Great primer on NAND/DRAM markets and technologies. I am sure many of us are already aware of most of the points in the article, but there are some interesting comments toward the end.
Link: seekingalpha.com
Memory Market For Dummies
Aug. 23, 2018 2:30 PM ET
| Includes: HXSCF, INTC, MU, SSNLF, WDC
by: Zynath Investment
Zynath Investment
Value, event-driven, tech, biotech
Summary
In this article we look at current memory technology.
We also examine some of the promising future technologies like 3D XPoint and MRAM.
Finally, we look at the cyclical nature of the memory industry and discuss reasons why this dynamic is unlikely to continue.
Recently I did a presentation to a group of institutional investors about several opportunities in the memory industry. During the Q&A session following the presentation, it has become clear that many investors have a relatively foggy understanding of the specifics of the memory industry. I wrote the following as a result with the hope of providing the reader a bird's eye view of the computer memory industry:
Are you an investor with a position in Micron ( MU), Samsung ( OTC:SSNLF), SK Hynix ( OTC:HXSCF), Intel ( INTC), Western Digital ( WDC), or Toshiba ( OTCPK:TOSYY)? Do you often read industry press releases and articles about the state of the memory industry and are left more confused at the end of the article than at the beginning due to the complex terminology and/or statements therein? Well, you're in luck. In this article we are going to do something a little different. We are going to demystify some of the aspects of the memory industry which should help you better navigate other informative articles and presentations (such as our own) on the subject so let's get started.
Current Memory Technologies (Chart Courtesy of Zynath Group)
Currently the two most common computer memory technologies in the market are DRAM and NAND flash. DRAM, which is short for dynamic random access memory, is the operating memory of your laptop or mobile device. Operating memory can be best thought of as short term memory. It is the memory your computer uses to "store" things it's currently working on. The reason we put "store" in quotes is this type of memory is volatile. By volatile what we mean is if the electrical supply to the DRAM module is interrupted it will instantly erase or "forget" everything that was stored on it.

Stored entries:
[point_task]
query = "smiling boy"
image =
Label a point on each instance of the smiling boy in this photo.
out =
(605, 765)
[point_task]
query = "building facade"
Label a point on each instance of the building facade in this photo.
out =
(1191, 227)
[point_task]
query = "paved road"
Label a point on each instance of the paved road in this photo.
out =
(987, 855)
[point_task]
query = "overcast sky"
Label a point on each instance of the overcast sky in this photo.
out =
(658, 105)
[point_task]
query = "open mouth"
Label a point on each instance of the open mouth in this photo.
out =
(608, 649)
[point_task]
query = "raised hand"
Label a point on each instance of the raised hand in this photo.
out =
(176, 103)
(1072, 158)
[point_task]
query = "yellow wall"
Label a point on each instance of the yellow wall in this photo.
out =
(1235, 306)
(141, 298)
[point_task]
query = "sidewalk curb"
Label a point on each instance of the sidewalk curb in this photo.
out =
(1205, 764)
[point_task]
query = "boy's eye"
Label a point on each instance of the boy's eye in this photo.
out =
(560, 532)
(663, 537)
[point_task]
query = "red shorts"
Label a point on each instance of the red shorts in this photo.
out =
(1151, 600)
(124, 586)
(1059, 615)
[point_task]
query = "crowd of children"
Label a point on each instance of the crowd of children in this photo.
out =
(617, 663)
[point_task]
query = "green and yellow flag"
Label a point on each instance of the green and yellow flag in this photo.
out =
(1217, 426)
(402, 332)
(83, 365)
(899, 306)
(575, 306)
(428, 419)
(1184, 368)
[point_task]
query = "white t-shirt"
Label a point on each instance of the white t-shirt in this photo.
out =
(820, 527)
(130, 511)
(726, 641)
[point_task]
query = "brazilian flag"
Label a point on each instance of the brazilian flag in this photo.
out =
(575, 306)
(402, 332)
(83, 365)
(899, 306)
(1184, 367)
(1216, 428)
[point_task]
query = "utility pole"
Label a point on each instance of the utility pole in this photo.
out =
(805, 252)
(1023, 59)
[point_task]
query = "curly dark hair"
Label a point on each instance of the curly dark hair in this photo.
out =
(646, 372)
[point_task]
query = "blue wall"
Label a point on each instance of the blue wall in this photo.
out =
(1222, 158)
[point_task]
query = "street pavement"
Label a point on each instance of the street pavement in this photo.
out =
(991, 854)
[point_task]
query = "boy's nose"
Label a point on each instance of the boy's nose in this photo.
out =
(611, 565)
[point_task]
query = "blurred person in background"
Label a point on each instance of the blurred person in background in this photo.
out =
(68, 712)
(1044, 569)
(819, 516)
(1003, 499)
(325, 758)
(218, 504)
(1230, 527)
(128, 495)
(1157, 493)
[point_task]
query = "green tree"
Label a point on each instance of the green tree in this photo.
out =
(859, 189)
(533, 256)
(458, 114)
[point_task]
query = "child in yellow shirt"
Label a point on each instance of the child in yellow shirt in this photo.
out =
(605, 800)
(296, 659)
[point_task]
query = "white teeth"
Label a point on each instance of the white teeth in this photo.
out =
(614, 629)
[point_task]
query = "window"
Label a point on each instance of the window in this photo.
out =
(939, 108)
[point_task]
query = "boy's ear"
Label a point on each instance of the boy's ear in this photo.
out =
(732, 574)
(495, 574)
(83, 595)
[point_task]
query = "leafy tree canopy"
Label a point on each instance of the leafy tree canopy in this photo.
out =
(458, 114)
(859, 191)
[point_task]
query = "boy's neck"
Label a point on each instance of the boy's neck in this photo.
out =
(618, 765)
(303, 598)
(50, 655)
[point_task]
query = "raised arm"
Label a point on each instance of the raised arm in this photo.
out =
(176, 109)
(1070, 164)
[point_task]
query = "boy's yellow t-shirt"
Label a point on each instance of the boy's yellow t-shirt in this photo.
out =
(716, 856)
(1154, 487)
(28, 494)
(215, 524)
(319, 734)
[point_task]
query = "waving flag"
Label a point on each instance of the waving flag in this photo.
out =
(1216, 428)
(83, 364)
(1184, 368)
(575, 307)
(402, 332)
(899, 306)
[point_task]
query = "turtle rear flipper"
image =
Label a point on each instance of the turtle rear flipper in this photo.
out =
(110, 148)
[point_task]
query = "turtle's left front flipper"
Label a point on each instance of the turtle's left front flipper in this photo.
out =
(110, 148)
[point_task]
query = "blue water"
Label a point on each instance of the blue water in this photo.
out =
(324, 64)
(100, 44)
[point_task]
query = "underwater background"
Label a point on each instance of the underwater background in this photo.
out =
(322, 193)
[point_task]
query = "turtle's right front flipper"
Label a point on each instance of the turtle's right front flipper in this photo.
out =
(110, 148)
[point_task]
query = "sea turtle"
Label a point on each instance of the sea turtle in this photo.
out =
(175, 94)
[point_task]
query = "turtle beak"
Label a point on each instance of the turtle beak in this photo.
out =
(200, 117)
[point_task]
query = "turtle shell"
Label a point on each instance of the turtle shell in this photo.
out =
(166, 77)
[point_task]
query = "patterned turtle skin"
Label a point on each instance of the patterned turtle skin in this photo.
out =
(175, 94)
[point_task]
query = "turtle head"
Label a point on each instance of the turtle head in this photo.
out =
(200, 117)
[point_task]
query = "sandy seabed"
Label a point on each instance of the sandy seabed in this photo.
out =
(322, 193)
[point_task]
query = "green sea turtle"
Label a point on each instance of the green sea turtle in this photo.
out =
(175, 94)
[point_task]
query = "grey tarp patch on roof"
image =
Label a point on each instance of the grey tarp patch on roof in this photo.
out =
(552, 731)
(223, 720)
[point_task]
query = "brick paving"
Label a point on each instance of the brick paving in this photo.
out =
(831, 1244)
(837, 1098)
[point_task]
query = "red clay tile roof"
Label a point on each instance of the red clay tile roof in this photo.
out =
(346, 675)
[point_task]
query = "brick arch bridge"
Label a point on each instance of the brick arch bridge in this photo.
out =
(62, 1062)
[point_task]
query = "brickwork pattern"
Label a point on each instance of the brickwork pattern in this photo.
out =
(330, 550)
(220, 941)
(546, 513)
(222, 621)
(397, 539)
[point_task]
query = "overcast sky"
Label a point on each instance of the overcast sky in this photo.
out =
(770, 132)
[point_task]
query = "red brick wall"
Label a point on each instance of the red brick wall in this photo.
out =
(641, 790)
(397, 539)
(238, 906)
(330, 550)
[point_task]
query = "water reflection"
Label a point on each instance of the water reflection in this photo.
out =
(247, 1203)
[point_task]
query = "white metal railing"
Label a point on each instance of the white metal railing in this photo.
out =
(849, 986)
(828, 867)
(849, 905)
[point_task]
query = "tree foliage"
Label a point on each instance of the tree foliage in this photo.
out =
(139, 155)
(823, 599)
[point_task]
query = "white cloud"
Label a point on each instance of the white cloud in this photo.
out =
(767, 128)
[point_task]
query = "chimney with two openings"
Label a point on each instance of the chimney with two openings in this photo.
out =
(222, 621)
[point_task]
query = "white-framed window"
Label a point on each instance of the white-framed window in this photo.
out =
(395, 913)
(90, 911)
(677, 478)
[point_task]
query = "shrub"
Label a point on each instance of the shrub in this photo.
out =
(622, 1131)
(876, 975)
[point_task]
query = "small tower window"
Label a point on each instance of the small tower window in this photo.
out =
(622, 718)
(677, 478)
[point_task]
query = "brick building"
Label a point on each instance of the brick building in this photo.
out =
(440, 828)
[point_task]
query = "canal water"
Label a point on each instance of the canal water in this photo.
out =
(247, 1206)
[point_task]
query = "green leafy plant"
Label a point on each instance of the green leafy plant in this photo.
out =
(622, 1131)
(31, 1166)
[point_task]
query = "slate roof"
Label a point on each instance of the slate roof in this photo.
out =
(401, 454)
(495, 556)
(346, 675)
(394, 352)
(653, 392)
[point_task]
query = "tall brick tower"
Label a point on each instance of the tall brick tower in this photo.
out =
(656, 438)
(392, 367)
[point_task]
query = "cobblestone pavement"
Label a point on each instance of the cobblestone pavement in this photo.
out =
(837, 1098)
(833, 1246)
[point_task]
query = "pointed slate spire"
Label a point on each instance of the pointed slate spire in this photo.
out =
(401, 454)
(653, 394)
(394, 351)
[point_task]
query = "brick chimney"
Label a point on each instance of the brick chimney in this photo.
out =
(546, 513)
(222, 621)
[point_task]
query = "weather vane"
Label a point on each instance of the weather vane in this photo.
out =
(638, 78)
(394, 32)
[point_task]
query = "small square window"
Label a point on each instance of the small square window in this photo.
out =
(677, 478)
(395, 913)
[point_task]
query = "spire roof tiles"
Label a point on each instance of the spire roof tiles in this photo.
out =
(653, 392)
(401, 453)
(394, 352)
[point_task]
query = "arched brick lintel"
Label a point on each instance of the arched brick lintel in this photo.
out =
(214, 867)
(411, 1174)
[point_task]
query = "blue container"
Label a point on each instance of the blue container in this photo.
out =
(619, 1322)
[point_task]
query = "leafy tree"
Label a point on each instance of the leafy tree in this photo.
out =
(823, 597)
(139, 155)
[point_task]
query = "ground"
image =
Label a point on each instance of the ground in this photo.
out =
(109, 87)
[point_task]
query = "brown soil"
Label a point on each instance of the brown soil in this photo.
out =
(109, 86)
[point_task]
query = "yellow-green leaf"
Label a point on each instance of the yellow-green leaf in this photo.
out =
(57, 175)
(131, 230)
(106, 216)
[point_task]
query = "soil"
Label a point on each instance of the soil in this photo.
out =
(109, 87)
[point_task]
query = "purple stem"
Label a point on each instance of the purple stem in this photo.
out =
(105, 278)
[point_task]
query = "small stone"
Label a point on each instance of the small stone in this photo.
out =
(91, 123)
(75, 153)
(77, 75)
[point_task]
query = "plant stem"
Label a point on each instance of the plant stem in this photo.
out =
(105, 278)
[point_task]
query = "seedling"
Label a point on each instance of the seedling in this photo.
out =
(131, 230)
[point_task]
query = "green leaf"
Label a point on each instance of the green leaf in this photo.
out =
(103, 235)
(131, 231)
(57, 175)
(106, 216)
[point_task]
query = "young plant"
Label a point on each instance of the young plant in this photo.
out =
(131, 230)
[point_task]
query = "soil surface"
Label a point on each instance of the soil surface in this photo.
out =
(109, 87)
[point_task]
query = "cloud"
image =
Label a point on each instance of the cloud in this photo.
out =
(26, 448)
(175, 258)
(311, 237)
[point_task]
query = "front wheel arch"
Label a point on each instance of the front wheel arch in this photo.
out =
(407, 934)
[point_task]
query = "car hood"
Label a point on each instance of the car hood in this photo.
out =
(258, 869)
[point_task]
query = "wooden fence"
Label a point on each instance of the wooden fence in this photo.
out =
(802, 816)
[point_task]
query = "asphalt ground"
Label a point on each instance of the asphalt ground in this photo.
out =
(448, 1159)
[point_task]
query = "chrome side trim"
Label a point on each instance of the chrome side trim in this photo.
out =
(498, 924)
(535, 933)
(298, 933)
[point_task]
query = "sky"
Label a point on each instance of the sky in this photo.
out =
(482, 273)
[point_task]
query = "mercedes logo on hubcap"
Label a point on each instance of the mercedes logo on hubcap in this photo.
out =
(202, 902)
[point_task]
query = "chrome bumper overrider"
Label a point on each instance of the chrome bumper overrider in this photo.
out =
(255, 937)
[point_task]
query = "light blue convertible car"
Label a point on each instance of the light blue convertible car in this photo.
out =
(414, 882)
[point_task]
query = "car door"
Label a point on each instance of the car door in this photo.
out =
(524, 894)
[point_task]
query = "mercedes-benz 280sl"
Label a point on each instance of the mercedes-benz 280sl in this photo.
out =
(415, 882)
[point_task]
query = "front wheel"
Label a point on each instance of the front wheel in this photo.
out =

→ THE EXERCISE
Reproduce the memory-market post starting with "Link: seekingalpha.com" and going on through "current memory technology.", and swap "Summary" for "Overview".

→ ANSWER IN FULL
Link: seekingalpha.com
Memory Market For Dummies
Aug. 23, 2018 2:30 PM ET
| Includes: HXSCF, INTC, MU, SSNLF, WDC
by: Zynath Investment
Zynath Investment
Value, event-driven, tech, biotech
Overview
In this article we look at current memory technology.